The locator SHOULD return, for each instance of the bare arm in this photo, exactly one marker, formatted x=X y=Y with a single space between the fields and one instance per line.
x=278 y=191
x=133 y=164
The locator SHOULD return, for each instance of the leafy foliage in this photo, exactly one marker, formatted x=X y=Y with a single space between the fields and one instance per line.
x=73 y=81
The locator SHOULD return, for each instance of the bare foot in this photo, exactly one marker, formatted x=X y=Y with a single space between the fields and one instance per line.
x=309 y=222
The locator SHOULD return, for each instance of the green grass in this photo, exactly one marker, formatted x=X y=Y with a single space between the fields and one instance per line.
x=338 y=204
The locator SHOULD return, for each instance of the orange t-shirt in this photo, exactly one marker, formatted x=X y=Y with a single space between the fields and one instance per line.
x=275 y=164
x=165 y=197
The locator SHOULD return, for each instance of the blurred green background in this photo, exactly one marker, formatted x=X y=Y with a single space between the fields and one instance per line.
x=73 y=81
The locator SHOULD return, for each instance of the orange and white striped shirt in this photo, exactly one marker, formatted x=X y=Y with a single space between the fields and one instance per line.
******
- **PROBLEM TO SOLVE**:
Each line of the listing should be reproduced without any alteration.

- **RESULT OF THE TASK**:
The locator SHOULD return, for each instance of the bare arm in this photo, exactly one marker, formatted x=X y=Y with a single space between the fields and one instance per line.
x=278 y=191
x=133 y=164
The locator SHOULD return, for each instance of the leafy foliage in this photo, exactly one marker, formatted x=X y=Y with a single space between the fields and one instance per line.
x=73 y=81
The locator SHOULD return, for each instance of the bare foot in this photo, exactly one marker, formatted x=X y=Y with a single space between the fields and one instance per line.
x=309 y=222
The locator SHOULD return, for each instance of the green grass in this photo, exactly one marker, formatted x=X y=Y with a single space between the fields and one instance per line.
x=338 y=204
The locator SHOULD return, for each instance of the orange t-shirt in this photo, exactly one marker, formatted x=X y=Y with a single space between the fields and one instance per line.
x=275 y=164
x=165 y=197
The locator SHOULD return, for each instance of the blurred green background in this photo, exactly one marker, formatted x=X y=Y with a single space between the fields and one instance per line.
x=73 y=81
The locator SHOULD return, for each instance of the orange and white striped shirt in this photo, exactly one marker, formatted x=X y=Y with a single space between the fields and one instance per line.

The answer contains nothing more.